▶ [OBJETIVO DA TAREFA] Segundo o texto fornecido, de que forma classifica Beckett a peça "À Espera de Godot"?

▶ [TEXTO FORNECIDO]
Um maltrapilho chamado Estragão
senta-se sob uma árvore, ao entardecer,
a tentar descalçar a bota.
Em breve, aparece o seu amigo Vladimir
que lembra ao seu companheiro ansioso
que têm que esperar ali
por alguém chamado Godot.
Assim começa um ciclo inquietante
em que os dois discutem
quando Godot aparecerá,
porque é que estão à espera
e se estarão junto da árvore certa.
A partir daqui, "À Espera de Godot"
fica cada vez mais estranha,
mas é considerada a peça de teatro
que mudou a face do drama moderno.
Escrita por Samuel Beckett
entre 1949 e 1955,
apresenta uma pergunta
simples mas estimulante:
o que é que as personagens devem fazer?
Estragão: O melhor é não fazermos nada.
É mais seguro.
Vladimir: Vamos esperar e ver
o que é que ele diz.
Estragão: Quem?
Vladimir: Godot.
Estragão: Boa ideia.
Este diálogo críptico
e este raciocínio circular
são características fundamenais
do Teatro do Absurdo,
um movimento que surgiu
depois da II Guerra Mundial
e encontrou os artistas a debaterem-se
para encontrarem um sentido na devastação.
Os seguidores do absurdo desconstruíam
o enredo, a personagem e a linguagem
para pôr em causa o seu significado
e partilhar a sua enorme
incerteza no palco.
Embora isto possa parecer deprimente,
o absurdo misturava o desespero
com o humor.
Isto reflete-se na abordagem
especial de Beckett a este género
em "À Espera de Godot",
que ele classifica como
"uma tragicomédia em dois atos".
Tragicamente, as personagens
estão encerradas
num dilema existencial:
esperam em vão
por uma figura desconhecida
que lhes dê um sentido de finalidade
mas o seu único sentido de finalidade
provém do ato de esperar.
Enquanto esperam, afundam-se no tédio,
exprimem terror religioso
e encaram o suicídio.
Mas, comicamente, há um humor grosseiro
naquela situação
que se exprime na linguagem
e nos movimentos.
As interações estão cheias
de jogos de palavras bizarros,
de repetições e de duplos sentidos,
assim como de palhaçadas físicas,
cantos e danças,
e trocas frenéticas de chapéus.
Muitas vezes, não se percebe bem
se o público deve rir ou chorar
— ou se Beckett via qualquer diferença
entre as duas coisas.
Nascido em Dublin, Beckett estudou inglês,
francês e italiano antes de ir para Paris,
onde passou a maior parte da sua vida,
a escrever teatro, poesia e prosa.
Embora Beckett tivesse um amor
pela linguagem, de longa data,
também reservava espaço para o silêncio
incorporando intervalos, pausas
e momentos de vazio na sua obra.
Era um traço importante
que lhe era característico
um tempo incerto e um humor negro
que se tornaram populares
em todo o Teatro do Absurdo.

▶ [DADOS]
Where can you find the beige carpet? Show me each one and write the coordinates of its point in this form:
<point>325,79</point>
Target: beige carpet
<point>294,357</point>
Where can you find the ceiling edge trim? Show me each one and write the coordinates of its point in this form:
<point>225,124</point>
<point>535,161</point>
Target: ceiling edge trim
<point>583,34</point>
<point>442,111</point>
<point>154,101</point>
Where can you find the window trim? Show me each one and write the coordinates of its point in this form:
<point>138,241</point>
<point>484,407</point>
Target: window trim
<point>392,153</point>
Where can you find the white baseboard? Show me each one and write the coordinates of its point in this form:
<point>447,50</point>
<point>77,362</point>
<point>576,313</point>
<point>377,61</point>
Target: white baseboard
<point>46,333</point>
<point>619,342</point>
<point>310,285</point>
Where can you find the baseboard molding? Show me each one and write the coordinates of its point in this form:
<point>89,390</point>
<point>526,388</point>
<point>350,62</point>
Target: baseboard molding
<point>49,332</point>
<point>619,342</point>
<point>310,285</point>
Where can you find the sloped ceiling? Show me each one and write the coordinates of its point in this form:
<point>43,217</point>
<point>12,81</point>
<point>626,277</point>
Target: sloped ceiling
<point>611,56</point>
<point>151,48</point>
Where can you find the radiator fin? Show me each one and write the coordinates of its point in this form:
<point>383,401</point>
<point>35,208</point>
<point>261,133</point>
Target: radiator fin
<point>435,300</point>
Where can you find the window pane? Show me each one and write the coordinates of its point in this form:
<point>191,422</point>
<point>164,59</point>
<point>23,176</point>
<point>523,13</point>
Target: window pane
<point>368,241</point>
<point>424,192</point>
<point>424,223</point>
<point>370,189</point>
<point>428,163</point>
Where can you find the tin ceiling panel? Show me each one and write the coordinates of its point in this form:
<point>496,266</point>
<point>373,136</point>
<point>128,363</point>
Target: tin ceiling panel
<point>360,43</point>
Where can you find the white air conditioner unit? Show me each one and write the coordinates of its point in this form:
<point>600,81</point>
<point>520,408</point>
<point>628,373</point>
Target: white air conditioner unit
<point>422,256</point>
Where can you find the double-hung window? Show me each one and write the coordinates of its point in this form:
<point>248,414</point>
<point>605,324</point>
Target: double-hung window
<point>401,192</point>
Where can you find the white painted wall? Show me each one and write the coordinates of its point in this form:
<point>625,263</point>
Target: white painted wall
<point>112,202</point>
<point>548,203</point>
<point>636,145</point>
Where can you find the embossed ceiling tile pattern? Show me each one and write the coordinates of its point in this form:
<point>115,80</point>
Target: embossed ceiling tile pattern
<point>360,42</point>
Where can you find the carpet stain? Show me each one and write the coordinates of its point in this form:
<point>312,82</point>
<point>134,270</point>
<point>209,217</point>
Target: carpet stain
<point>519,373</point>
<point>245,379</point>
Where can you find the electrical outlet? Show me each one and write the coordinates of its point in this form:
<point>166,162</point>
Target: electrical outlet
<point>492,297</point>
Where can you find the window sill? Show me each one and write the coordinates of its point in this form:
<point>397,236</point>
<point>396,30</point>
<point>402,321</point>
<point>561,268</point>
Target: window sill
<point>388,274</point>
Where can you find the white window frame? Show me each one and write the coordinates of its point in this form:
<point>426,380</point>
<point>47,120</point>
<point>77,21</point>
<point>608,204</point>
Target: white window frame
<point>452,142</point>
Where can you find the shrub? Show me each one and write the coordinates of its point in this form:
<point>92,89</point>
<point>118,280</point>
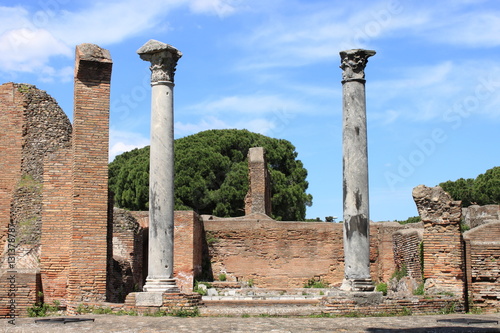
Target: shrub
<point>419,290</point>
<point>400,273</point>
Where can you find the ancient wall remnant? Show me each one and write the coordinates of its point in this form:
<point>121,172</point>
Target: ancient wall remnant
<point>482,245</point>
<point>407,251</point>
<point>475,215</point>
<point>33,125</point>
<point>88,258</point>
<point>258,198</point>
<point>188,245</point>
<point>442,248</point>
<point>127,273</point>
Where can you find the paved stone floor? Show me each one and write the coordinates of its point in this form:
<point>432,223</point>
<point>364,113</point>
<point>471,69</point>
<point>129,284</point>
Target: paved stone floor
<point>113,323</point>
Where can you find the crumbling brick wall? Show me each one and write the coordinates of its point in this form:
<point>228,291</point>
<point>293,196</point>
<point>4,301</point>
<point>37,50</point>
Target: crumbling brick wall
<point>33,125</point>
<point>475,215</point>
<point>482,248</point>
<point>258,197</point>
<point>19,290</point>
<point>275,254</point>
<point>407,251</point>
<point>88,259</point>
<point>128,256</point>
<point>443,250</point>
<point>188,239</point>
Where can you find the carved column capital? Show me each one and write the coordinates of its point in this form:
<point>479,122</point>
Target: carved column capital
<point>163,58</point>
<point>353,63</point>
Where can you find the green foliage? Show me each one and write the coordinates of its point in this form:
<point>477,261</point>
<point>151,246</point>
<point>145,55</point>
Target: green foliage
<point>200,290</point>
<point>43,309</point>
<point>413,219</point>
<point>419,290</point>
<point>211,175</point>
<point>483,190</point>
<point>449,308</point>
<point>400,273</point>
<point>82,309</point>
<point>211,239</point>
<point>421,256</point>
<point>183,312</point>
<point>313,283</point>
<point>382,287</point>
<point>463,226</point>
<point>179,312</point>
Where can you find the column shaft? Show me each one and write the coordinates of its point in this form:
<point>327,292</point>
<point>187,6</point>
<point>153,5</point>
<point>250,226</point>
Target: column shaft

▶ [SOLUÇÃO ESCRITA] Classifica-a como "uma tragicomédia em dois atos".